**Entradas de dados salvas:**
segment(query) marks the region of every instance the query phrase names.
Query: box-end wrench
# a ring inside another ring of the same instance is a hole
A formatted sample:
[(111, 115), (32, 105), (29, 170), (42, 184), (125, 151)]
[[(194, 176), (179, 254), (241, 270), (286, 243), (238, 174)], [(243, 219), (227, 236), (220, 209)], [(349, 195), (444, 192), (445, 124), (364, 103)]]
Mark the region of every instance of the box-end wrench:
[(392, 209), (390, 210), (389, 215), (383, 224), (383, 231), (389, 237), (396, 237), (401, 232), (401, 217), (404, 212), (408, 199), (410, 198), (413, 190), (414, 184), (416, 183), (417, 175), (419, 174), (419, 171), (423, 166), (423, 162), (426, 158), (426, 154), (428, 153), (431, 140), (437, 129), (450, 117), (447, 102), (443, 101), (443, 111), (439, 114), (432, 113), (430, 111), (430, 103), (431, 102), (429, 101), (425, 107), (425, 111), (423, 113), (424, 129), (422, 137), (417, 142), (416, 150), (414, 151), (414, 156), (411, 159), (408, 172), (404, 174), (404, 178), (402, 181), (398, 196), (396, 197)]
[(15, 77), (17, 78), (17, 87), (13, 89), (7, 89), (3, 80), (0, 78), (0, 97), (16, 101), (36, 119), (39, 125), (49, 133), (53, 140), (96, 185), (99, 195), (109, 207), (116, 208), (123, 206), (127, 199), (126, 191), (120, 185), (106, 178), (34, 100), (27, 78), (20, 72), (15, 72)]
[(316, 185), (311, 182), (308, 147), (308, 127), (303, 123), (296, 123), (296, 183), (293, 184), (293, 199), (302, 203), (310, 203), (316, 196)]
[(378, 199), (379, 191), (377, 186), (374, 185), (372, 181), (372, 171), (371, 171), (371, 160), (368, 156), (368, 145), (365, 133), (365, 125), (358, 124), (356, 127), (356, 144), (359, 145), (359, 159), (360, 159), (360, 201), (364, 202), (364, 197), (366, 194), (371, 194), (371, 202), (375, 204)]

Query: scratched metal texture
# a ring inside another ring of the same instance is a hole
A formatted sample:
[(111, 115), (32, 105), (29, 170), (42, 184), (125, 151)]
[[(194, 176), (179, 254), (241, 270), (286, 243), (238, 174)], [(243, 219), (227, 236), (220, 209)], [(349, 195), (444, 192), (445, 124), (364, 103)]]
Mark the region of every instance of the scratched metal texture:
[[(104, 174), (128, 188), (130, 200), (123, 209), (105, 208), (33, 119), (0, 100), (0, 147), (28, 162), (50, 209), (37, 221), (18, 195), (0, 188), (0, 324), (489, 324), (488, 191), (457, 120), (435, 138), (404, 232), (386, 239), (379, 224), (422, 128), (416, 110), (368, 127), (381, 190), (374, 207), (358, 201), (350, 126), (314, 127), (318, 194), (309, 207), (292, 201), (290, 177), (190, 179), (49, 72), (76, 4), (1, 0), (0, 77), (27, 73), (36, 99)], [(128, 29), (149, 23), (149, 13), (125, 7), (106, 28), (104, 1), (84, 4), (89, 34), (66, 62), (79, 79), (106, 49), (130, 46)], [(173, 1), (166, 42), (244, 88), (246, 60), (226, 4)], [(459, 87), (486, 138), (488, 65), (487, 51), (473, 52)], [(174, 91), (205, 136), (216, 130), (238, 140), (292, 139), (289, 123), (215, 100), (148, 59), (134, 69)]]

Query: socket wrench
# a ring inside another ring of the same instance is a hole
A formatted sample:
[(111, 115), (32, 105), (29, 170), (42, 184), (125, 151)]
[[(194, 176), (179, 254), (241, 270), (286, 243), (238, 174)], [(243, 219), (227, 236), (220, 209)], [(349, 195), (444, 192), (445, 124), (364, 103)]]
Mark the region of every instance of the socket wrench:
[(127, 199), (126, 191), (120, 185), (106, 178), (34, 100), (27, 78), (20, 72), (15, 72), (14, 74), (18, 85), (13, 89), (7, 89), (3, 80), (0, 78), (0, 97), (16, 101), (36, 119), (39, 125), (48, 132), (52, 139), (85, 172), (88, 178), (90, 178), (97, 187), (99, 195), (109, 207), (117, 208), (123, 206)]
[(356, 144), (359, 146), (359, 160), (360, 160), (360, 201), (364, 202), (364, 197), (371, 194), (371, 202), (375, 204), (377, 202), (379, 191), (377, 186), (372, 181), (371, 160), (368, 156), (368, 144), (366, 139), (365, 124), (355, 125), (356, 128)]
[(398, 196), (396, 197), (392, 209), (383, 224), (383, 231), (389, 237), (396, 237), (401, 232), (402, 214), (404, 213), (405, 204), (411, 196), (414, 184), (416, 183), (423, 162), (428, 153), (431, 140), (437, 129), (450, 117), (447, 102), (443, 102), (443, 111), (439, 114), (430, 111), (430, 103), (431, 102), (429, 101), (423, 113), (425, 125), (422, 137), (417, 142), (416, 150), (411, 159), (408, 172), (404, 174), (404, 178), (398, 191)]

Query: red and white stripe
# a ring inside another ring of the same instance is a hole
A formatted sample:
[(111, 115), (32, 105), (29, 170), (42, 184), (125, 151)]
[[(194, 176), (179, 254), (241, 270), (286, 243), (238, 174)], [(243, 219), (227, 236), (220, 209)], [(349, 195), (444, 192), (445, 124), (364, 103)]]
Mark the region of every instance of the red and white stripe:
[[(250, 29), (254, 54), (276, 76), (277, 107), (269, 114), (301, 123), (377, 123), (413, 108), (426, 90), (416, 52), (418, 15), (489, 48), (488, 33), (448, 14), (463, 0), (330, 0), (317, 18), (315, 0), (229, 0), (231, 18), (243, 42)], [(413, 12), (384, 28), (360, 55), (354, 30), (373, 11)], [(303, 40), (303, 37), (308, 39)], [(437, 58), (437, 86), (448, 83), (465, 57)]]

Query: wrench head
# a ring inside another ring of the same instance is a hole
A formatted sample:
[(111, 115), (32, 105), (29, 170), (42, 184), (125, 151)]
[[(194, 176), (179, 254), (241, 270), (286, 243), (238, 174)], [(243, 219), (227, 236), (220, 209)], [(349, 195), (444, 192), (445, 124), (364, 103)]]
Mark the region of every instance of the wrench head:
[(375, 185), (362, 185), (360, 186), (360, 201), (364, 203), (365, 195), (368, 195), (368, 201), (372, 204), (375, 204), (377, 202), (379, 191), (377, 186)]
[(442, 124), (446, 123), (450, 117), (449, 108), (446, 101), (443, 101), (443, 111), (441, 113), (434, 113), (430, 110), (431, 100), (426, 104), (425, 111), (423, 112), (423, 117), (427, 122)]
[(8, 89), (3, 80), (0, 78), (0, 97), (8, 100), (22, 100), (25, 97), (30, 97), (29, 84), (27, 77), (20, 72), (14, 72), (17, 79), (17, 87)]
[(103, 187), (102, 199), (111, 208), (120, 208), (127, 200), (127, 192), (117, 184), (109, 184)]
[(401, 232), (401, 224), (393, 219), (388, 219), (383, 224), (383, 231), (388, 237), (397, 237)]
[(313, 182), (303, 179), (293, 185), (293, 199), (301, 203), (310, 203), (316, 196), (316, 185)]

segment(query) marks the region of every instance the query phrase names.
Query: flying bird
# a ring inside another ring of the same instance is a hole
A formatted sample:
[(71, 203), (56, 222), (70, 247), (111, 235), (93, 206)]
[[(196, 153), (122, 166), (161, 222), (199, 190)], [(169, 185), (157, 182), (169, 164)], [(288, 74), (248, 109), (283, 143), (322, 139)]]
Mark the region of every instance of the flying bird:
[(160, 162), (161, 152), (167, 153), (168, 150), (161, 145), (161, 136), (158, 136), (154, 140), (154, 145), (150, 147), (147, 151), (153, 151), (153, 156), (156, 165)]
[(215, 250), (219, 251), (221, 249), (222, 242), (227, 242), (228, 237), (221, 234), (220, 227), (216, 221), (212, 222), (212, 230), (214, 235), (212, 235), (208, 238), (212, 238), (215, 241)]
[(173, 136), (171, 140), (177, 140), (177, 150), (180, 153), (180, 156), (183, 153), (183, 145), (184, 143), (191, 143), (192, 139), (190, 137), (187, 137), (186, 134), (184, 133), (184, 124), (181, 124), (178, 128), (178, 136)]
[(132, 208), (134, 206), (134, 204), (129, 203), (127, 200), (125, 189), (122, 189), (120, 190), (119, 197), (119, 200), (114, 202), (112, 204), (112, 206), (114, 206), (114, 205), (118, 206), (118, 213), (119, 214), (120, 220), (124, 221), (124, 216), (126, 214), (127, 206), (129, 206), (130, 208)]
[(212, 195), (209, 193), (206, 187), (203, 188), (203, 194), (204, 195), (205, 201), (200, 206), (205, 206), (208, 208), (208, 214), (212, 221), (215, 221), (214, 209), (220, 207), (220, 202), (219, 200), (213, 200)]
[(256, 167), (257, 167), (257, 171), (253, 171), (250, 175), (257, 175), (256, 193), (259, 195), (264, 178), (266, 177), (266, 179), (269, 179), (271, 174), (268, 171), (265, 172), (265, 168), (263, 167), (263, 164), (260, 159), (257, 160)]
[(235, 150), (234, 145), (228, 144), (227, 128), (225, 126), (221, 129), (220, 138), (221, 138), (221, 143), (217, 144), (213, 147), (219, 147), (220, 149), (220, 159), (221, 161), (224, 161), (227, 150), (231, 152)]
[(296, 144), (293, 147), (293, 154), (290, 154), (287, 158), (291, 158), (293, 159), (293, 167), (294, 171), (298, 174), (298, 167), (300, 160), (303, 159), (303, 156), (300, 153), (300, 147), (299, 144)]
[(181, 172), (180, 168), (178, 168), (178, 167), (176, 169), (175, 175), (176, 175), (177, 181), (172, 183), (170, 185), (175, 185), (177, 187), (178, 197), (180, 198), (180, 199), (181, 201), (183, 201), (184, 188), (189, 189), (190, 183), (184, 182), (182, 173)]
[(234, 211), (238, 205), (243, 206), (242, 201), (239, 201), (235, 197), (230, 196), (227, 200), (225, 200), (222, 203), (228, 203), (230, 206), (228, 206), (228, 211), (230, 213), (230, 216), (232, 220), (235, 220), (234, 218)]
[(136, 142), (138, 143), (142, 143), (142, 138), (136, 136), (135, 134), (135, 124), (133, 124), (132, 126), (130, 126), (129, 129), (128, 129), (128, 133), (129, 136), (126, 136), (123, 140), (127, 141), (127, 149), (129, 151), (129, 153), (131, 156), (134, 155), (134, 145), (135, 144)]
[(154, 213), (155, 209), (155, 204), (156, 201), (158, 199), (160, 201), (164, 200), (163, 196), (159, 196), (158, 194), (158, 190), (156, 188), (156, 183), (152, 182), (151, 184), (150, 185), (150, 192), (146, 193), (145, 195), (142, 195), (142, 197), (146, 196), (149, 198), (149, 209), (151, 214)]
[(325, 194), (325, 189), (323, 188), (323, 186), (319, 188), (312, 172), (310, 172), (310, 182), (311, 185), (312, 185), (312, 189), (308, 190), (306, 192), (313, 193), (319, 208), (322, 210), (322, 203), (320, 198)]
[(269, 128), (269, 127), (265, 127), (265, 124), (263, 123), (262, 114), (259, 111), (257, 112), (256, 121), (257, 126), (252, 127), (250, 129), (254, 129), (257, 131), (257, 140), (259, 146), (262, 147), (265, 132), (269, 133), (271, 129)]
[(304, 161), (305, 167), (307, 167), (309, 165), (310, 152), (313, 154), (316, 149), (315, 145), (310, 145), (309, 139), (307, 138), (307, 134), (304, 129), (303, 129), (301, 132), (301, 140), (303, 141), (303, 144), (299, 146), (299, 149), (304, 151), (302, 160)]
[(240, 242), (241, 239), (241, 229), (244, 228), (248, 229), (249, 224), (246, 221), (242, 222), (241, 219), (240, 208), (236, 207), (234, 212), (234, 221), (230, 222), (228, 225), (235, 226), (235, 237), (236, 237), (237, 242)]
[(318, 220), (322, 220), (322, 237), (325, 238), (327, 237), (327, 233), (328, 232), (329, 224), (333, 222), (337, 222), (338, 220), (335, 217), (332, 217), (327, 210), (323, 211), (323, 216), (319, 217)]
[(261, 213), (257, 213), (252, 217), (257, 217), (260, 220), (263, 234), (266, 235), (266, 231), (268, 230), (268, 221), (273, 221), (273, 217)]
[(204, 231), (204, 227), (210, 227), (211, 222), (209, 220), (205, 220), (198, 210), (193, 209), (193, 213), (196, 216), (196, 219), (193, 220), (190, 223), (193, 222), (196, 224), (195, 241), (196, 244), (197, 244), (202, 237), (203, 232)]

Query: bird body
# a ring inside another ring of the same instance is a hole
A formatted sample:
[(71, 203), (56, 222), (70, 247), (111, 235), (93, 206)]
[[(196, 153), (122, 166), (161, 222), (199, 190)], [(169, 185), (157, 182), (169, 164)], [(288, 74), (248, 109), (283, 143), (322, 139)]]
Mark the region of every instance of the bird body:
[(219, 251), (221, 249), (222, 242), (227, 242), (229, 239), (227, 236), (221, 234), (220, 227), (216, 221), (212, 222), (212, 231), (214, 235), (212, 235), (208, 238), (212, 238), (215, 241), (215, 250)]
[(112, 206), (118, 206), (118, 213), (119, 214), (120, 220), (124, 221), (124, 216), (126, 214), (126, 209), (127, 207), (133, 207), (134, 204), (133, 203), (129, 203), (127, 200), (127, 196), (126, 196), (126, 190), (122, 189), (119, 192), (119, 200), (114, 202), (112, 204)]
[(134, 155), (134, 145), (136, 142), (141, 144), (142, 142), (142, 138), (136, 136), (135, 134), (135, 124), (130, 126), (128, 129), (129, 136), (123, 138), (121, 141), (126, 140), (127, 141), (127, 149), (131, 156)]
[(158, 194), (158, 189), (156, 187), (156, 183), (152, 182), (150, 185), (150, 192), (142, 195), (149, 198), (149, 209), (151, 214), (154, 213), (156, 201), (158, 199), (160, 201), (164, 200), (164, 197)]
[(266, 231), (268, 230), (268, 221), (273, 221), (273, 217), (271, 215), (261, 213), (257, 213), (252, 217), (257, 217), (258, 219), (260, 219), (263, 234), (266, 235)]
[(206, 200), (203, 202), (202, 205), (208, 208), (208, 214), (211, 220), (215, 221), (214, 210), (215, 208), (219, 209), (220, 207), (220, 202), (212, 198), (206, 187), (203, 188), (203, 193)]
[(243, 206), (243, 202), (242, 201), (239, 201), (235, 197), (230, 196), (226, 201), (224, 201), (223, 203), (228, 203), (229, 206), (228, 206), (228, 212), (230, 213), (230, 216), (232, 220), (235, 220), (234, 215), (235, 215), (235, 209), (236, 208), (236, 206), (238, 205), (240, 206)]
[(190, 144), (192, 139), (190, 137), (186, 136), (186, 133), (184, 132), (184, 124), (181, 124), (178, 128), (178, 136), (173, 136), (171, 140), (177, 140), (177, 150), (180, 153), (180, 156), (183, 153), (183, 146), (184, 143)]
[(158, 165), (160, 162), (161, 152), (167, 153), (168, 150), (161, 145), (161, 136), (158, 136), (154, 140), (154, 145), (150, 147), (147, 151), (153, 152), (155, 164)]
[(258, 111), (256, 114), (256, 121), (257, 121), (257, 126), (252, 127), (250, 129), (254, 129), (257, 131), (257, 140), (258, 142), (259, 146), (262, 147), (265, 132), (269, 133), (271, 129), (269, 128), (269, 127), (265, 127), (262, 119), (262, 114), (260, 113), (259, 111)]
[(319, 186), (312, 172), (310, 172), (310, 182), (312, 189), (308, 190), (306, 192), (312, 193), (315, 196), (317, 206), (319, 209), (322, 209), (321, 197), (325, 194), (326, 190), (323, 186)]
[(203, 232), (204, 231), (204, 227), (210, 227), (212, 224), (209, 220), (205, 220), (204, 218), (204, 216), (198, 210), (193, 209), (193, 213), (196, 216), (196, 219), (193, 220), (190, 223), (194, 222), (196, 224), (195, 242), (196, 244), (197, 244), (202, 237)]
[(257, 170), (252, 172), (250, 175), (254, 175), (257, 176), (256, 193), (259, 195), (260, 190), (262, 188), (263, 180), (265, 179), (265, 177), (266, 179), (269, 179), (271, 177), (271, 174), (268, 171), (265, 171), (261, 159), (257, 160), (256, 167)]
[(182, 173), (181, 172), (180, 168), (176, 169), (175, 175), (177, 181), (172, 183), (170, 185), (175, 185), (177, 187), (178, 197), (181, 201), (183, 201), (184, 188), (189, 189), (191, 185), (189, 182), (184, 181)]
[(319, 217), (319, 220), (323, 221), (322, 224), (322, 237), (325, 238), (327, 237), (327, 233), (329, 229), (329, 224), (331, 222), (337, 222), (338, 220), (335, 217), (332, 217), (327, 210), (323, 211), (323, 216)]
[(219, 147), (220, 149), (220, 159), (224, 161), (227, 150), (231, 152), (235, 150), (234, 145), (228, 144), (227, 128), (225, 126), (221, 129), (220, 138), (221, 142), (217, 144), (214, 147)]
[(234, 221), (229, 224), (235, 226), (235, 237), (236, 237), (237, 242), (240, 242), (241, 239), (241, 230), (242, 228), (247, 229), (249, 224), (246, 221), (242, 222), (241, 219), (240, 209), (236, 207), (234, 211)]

**TAREFA A REALIZAR:** Apresente como tabela em Markdown as linhas dos itens acima, da linha com "Query: socket wrench" até a linha com "Mark the region of every instance of the socket", ambas incluídas. Use as colunas Posição, com o número de ordem, e Texto, com a linha correspondente, e deixe de fora as linhas em branco.

**SOLUÇÃO DO PROBLEMA:**
| Posição | Texto |
|---|---|
| 1 | Query: socket wrench |
| 2 | # a ring inside another ring of the same instance is a hole |
| 3 | A formatted sample: |
| 4 | [(111, 115), (32, 105), (29, 170), (42, 184), (125, 151)] |
| 5 | [[(194, 176), (179, 254), (241, 270), (286, 243), (238, 174)], [(243, 219), (227, 236), (220, 209)], [(349, 195), (444, 192), (445, 124), (364, 103)]] |
| 6 | Mark the region of every instance of the socket wrench: |